◆ **Saved entries**:
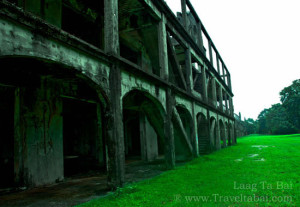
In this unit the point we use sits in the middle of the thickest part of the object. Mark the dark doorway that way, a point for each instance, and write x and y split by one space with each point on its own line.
132 135
82 145
6 137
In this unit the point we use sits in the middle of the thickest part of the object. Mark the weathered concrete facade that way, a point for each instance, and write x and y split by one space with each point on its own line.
87 85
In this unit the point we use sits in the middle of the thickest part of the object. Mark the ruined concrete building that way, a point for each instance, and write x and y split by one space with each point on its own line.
86 85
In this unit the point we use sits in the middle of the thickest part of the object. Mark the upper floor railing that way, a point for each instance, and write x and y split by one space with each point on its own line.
176 48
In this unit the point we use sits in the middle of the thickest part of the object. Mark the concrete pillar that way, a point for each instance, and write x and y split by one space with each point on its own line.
220 91
226 103
200 39
214 91
231 106
210 52
204 84
115 134
149 146
223 70
189 74
225 136
111 27
184 16
169 133
52 12
194 133
218 64
41 134
218 138
163 48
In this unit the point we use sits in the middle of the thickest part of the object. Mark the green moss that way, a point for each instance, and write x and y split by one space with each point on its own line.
220 178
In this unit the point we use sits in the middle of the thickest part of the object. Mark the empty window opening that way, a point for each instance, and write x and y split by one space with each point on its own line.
85 20
7 137
132 135
82 140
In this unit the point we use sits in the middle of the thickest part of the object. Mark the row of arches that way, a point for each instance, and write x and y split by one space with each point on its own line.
56 124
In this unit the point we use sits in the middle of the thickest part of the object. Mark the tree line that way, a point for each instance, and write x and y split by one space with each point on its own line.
280 118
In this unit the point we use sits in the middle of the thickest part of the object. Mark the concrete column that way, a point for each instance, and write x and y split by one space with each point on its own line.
111 27
169 133
183 11
52 11
229 81
226 137
218 138
194 133
210 52
149 147
115 134
163 48
223 70
218 64
41 134
226 103
189 74
214 91
200 39
204 83
231 106
221 97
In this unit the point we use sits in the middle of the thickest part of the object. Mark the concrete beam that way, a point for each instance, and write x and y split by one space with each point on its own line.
163 49
111 27
169 133
177 119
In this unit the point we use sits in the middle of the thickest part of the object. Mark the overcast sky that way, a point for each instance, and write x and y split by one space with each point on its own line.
259 41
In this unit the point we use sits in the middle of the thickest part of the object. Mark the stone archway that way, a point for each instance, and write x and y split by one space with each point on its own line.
222 133
203 134
143 121
213 133
183 133
57 120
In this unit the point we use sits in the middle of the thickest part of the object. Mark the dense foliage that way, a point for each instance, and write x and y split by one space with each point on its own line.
281 118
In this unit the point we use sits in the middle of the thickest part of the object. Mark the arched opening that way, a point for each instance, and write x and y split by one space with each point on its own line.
143 121
230 134
203 134
54 122
213 133
183 130
222 134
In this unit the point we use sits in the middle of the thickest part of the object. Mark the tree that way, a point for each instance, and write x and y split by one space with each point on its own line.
290 99
250 125
277 121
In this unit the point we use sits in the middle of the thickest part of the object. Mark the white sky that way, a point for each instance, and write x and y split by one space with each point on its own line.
259 41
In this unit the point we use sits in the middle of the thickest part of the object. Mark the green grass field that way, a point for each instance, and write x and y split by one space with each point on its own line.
258 171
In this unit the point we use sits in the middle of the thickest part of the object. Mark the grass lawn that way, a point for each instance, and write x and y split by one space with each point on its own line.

◆ **TASK INSTRUCTIONS**:
From the line with "Mark the dense" to the last line of the material, give every line again exactly, and only those lines.

◆ **FULL OUTPUT**:
In this unit the point we use sits in the middle of the thickest part of the object. Mark the dense foliage that way, a point for each instance, and write x and y split by one space with each point on its own line.
281 118
In this unit the point we use sits in the middle of the thickest part of the object. Mark the arched opening that way, a point for each instance, and write x and y split by one space with each point on its own line.
143 121
230 134
203 134
54 122
213 133
183 130
222 134
In this unit the point we use sits in the middle of the thickest part of the object. Mark the tree that way, a point for each instance, and write x and y split by one space with each point on its own line.
290 99
250 125
277 121
In this unit the point we use sits in the middle of the thickest part of the object. Mark the white sky that way, a point for each instance, and write x and y split by one space with each point on its own line.
259 41
In this unit the point we use sits in the middle of the thickest part of the object. Mark the green grass field that way, a point for each instance, and write x and y split by one space with each point on its own line.
258 171
In this unit the point we use sits in the middle of the thickest part of the object. Mark the grass lawn that way, a point for each instance, and write x and y split by one space with each point on its own line.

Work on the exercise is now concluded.